EXERCISE: Identify every line in the entries below that contains the word "microwave", and copy each of those lines.

Dataset rows showing where objects appear:
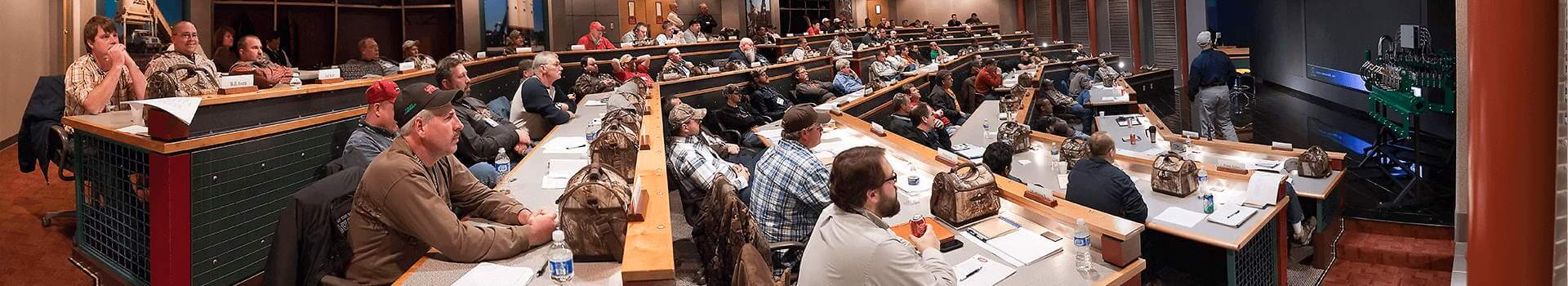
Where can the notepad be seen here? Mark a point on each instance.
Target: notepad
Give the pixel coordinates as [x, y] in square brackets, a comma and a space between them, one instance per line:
[564, 168]
[494, 274]
[1179, 216]
[1232, 216]
[1263, 189]
[979, 270]
[1024, 245]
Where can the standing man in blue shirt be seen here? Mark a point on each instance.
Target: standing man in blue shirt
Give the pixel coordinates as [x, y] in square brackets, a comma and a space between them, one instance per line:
[1211, 79]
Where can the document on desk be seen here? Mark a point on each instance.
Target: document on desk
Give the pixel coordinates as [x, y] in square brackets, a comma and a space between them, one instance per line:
[496, 274]
[1024, 245]
[979, 270]
[180, 107]
[564, 168]
[1263, 189]
[1232, 216]
[567, 145]
[1179, 216]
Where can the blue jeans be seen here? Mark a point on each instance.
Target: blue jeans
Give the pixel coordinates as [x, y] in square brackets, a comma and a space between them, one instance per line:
[487, 173]
[501, 107]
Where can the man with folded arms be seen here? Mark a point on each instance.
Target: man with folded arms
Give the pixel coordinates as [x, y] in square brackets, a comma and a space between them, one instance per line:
[403, 204]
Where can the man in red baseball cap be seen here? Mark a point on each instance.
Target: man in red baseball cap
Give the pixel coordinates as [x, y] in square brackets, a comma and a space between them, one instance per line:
[376, 129]
[595, 38]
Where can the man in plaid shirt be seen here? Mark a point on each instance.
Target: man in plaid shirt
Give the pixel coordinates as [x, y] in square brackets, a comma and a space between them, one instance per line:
[697, 163]
[792, 185]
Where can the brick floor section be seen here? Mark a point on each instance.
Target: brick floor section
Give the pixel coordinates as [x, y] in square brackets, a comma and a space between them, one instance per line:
[1377, 253]
[35, 255]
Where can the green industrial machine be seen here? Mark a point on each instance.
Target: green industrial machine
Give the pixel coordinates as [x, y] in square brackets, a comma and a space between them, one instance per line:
[1407, 79]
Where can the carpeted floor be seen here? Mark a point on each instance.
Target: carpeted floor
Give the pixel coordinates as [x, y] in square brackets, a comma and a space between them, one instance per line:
[32, 253]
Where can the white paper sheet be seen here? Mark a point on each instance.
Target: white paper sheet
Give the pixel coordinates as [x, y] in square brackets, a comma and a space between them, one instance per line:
[1263, 189]
[134, 129]
[979, 270]
[180, 107]
[1179, 216]
[1024, 245]
[488, 274]
[554, 183]
[564, 168]
[567, 145]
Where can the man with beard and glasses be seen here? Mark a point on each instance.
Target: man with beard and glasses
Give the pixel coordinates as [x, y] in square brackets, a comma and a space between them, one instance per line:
[748, 56]
[852, 244]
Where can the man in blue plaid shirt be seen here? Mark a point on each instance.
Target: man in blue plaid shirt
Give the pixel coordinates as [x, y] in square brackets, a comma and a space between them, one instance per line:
[697, 163]
[792, 185]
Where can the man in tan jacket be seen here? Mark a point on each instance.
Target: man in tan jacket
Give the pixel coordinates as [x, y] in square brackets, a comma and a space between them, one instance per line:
[402, 203]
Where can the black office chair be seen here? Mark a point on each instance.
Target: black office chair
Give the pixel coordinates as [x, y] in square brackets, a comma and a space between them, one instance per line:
[42, 141]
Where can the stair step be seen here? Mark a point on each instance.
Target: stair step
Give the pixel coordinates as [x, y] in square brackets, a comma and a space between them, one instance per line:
[1365, 274]
[1421, 231]
[1397, 252]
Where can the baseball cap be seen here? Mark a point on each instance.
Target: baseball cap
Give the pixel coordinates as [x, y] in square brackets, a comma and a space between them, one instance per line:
[684, 112]
[381, 92]
[802, 117]
[421, 96]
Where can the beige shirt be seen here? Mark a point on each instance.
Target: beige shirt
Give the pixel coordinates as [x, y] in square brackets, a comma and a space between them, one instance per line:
[402, 211]
[850, 247]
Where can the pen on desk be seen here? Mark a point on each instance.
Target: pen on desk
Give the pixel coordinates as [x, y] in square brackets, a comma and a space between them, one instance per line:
[971, 274]
[1010, 222]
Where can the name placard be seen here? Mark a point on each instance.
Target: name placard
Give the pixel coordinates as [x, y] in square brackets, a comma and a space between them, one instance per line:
[237, 81]
[328, 74]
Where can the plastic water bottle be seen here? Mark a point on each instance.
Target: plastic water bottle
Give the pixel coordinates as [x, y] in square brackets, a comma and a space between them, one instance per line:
[593, 129]
[560, 258]
[502, 163]
[1080, 250]
[987, 127]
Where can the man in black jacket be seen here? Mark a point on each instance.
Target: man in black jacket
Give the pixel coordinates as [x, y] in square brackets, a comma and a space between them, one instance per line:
[1098, 184]
[925, 131]
[485, 134]
[764, 100]
[706, 20]
[739, 117]
[901, 122]
[537, 93]
[942, 100]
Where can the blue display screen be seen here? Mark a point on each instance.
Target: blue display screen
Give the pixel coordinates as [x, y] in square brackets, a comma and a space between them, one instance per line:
[1336, 78]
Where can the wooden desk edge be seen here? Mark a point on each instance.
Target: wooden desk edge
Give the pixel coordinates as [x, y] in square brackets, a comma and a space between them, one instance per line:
[211, 141]
[1126, 274]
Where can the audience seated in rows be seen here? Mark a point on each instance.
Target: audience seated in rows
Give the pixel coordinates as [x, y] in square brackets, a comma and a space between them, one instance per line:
[850, 244]
[105, 76]
[255, 63]
[405, 200]
[369, 63]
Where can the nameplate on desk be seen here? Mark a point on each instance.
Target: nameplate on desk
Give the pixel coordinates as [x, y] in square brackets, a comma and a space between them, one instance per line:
[947, 158]
[328, 74]
[1232, 167]
[242, 81]
[1281, 146]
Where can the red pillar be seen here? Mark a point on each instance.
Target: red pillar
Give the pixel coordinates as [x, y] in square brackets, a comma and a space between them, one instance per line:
[1512, 134]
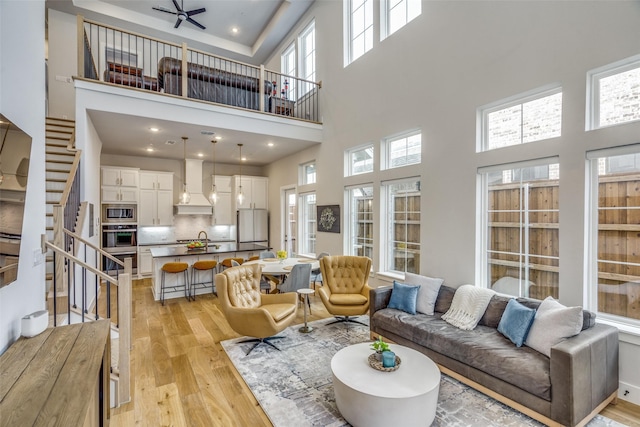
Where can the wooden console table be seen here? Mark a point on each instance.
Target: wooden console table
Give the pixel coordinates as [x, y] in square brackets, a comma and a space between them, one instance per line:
[57, 378]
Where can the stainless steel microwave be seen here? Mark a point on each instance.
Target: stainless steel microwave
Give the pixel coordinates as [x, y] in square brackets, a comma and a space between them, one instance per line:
[113, 214]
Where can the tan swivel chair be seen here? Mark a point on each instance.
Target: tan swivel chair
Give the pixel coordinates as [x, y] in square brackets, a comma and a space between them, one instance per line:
[250, 312]
[345, 290]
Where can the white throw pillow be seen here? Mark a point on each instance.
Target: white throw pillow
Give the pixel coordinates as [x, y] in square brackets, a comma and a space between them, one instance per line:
[553, 323]
[428, 292]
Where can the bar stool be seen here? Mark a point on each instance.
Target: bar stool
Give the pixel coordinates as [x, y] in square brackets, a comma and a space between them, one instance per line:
[201, 266]
[226, 263]
[175, 268]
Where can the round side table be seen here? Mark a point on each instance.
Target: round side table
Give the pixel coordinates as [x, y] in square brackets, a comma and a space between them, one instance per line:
[305, 292]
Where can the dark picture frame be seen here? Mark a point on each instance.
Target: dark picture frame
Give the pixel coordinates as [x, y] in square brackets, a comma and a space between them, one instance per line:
[328, 218]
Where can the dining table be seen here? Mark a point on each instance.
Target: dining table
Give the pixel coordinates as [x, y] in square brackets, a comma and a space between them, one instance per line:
[277, 267]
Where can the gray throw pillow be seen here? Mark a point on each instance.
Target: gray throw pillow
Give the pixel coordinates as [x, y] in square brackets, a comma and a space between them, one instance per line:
[553, 323]
[428, 292]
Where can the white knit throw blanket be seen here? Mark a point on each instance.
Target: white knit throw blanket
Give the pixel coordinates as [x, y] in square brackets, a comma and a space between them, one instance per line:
[468, 305]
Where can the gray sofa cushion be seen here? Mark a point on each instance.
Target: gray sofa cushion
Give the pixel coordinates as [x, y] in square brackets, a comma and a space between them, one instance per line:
[480, 348]
[498, 303]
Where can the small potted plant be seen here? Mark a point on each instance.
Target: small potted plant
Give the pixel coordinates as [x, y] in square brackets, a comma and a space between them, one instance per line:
[281, 254]
[379, 346]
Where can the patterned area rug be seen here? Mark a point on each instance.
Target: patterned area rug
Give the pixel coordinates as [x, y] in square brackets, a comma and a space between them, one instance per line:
[293, 386]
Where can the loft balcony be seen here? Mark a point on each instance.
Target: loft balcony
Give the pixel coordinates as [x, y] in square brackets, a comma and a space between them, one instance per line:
[122, 59]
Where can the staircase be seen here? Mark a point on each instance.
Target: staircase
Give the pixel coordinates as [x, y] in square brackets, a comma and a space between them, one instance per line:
[60, 153]
[77, 294]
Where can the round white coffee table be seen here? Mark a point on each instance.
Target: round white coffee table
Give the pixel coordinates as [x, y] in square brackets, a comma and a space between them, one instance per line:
[368, 397]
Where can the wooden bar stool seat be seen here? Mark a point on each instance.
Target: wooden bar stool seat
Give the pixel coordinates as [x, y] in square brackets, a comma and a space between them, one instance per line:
[226, 263]
[202, 266]
[175, 268]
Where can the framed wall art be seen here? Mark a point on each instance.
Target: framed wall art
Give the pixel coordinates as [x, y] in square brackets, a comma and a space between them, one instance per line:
[328, 218]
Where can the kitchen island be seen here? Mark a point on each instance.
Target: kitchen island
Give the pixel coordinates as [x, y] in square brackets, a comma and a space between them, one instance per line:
[217, 252]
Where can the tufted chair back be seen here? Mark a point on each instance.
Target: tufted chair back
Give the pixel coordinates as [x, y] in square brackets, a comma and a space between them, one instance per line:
[243, 286]
[345, 274]
[247, 310]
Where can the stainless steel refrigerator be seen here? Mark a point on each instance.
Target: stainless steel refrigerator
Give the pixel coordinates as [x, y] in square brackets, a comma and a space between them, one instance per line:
[253, 226]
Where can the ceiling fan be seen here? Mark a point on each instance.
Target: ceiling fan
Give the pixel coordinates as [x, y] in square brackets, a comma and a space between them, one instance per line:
[183, 15]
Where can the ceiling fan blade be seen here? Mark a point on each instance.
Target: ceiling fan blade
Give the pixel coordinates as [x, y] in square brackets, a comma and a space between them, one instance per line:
[197, 24]
[196, 11]
[162, 9]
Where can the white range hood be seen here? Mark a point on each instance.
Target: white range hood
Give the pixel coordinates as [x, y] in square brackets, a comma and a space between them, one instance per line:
[199, 204]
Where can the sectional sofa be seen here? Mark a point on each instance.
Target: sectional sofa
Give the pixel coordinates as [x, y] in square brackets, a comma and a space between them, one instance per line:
[569, 387]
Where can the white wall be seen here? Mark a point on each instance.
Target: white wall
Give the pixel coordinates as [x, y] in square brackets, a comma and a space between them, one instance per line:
[63, 64]
[433, 74]
[22, 100]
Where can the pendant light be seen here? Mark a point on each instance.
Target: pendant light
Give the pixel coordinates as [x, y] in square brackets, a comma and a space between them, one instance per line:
[213, 196]
[185, 197]
[240, 193]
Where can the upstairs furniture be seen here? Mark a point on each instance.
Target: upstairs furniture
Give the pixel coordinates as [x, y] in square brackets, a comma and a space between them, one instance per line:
[129, 76]
[250, 312]
[345, 290]
[59, 377]
[212, 84]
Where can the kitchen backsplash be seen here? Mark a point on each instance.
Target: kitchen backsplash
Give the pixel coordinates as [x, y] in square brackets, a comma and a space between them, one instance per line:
[186, 227]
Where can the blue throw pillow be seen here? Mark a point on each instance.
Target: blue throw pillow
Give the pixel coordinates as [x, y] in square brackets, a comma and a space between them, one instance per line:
[403, 297]
[516, 322]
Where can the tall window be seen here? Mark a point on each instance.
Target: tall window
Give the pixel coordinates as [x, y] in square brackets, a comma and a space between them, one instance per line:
[360, 28]
[288, 67]
[308, 57]
[308, 173]
[615, 233]
[290, 221]
[307, 235]
[521, 229]
[614, 93]
[402, 150]
[397, 13]
[527, 118]
[359, 160]
[360, 228]
[401, 244]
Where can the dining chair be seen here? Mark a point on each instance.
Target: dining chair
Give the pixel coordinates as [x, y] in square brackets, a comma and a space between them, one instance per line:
[267, 279]
[297, 279]
[316, 271]
[267, 254]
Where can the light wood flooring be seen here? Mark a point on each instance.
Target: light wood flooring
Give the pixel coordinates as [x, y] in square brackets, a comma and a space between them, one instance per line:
[181, 376]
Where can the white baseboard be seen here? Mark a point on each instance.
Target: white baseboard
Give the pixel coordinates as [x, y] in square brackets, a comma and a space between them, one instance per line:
[630, 393]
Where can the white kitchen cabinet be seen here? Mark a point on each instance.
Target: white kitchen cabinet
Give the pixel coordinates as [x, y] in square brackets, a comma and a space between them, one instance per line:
[255, 190]
[119, 194]
[156, 199]
[119, 185]
[121, 177]
[145, 261]
[223, 210]
[156, 180]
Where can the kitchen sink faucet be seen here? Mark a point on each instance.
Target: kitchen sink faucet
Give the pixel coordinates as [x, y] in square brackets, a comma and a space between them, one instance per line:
[206, 239]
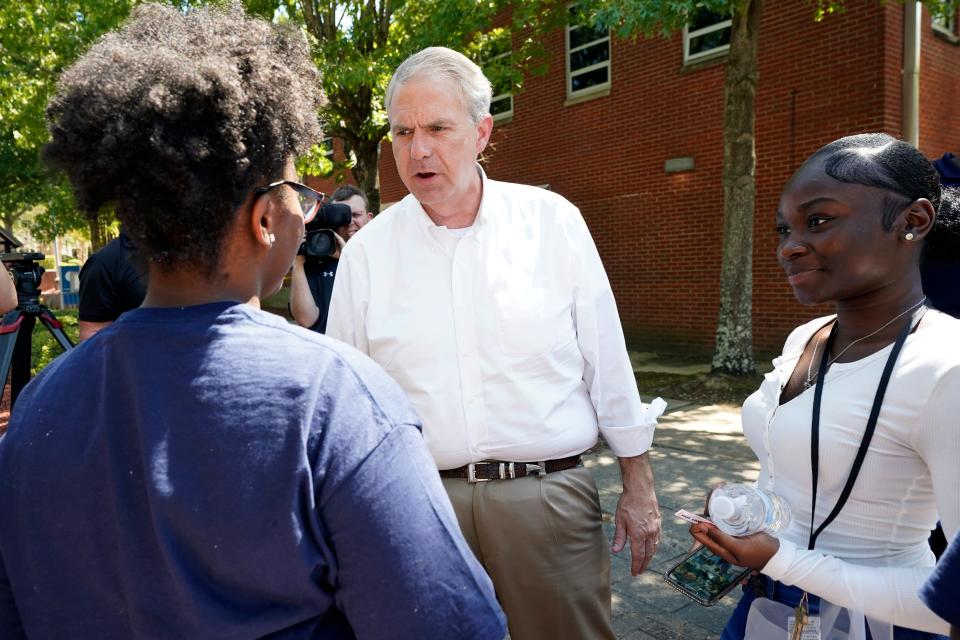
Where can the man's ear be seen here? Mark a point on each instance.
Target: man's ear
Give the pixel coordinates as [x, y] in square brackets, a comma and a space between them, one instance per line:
[261, 221]
[918, 219]
[484, 129]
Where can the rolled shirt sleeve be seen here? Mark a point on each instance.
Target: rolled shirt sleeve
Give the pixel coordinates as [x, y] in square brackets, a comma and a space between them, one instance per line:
[625, 422]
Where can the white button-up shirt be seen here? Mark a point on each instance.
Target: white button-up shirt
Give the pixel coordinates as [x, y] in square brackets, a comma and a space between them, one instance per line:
[505, 337]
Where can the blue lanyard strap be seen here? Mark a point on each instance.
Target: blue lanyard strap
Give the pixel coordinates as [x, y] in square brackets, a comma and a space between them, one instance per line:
[867, 434]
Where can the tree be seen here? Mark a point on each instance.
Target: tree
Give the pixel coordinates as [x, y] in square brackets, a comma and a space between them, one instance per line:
[38, 40]
[358, 43]
[733, 352]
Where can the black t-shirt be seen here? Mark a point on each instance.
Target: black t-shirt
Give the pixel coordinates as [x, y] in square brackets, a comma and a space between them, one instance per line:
[109, 283]
[320, 274]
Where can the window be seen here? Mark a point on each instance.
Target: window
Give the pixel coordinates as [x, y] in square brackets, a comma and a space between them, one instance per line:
[496, 64]
[588, 57]
[946, 24]
[707, 35]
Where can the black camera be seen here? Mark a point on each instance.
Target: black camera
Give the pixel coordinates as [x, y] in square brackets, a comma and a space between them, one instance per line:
[319, 241]
[26, 274]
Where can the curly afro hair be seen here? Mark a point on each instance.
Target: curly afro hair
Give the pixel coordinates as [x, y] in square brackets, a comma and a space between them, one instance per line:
[175, 118]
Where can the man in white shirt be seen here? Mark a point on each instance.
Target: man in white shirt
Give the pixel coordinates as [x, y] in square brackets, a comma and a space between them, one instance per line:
[488, 303]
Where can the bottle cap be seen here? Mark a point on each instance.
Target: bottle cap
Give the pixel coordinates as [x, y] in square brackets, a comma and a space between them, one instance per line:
[722, 507]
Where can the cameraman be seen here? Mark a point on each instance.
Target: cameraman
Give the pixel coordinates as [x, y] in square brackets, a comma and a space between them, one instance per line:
[8, 293]
[109, 285]
[311, 283]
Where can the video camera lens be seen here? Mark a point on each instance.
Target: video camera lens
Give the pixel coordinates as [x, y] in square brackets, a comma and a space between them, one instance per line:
[319, 241]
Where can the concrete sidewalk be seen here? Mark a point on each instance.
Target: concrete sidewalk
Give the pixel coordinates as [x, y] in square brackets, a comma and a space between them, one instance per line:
[695, 447]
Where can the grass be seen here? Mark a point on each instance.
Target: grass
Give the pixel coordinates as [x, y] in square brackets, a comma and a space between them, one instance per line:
[702, 388]
[44, 348]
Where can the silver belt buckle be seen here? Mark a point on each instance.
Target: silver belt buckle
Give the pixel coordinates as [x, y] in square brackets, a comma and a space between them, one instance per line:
[540, 468]
[472, 472]
[505, 470]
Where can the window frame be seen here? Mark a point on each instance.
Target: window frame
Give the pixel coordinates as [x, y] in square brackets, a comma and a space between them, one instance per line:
[948, 29]
[709, 53]
[596, 90]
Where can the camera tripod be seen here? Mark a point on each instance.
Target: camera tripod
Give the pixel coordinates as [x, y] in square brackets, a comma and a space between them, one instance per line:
[16, 328]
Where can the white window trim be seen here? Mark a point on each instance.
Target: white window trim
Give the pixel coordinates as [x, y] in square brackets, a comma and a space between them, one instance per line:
[709, 53]
[508, 114]
[945, 28]
[595, 90]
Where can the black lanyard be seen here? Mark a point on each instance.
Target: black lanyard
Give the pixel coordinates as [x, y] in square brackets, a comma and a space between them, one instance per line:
[867, 434]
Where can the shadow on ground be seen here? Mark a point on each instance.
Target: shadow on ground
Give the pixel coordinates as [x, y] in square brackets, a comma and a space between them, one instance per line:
[695, 447]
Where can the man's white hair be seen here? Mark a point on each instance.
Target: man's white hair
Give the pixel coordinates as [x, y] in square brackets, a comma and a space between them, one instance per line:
[440, 62]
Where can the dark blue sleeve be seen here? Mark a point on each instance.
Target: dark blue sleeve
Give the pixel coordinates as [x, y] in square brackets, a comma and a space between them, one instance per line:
[942, 591]
[404, 569]
[10, 626]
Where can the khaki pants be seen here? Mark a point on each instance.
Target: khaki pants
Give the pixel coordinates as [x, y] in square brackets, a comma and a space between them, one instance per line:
[542, 543]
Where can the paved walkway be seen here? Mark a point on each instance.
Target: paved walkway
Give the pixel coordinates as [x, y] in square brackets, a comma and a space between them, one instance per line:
[695, 447]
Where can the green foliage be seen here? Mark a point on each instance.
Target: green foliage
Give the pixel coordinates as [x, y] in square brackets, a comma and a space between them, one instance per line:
[358, 43]
[39, 39]
[44, 348]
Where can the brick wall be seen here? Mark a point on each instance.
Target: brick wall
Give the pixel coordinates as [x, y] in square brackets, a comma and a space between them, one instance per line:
[660, 234]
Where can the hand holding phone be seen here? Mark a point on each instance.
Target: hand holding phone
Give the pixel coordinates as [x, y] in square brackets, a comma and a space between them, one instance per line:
[705, 577]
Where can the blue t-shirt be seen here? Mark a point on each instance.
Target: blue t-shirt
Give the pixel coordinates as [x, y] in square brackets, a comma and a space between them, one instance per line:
[942, 591]
[214, 472]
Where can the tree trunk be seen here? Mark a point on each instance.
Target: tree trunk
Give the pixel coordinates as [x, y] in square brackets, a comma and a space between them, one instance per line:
[734, 346]
[366, 171]
[97, 233]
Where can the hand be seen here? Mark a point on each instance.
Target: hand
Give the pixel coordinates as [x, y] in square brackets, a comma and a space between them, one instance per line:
[752, 551]
[340, 243]
[638, 514]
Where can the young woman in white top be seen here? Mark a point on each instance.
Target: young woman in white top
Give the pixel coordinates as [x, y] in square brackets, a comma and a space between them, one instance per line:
[854, 223]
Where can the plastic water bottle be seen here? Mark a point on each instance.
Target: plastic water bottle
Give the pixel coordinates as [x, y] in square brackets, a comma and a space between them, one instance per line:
[742, 510]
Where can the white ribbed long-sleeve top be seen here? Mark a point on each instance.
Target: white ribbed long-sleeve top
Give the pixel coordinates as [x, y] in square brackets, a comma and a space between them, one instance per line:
[874, 556]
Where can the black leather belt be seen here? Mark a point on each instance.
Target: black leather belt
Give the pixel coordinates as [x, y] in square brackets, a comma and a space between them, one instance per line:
[501, 470]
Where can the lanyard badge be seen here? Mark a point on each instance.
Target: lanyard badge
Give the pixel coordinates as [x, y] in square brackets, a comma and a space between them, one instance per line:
[803, 626]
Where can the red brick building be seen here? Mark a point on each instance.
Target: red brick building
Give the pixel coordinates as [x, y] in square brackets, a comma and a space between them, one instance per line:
[605, 133]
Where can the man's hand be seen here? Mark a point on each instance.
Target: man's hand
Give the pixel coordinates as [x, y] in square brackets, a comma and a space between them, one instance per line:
[340, 242]
[751, 551]
[638, 514]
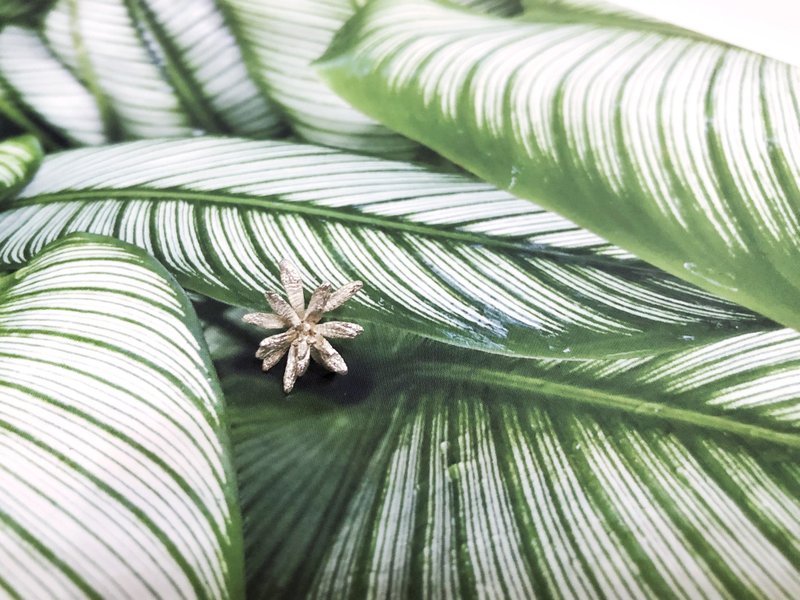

OUTPUT OF THE EXERCISE:
Where can the stainless steel microwave be seen here? Mark a point on each instance.
Target: stainless steel microwave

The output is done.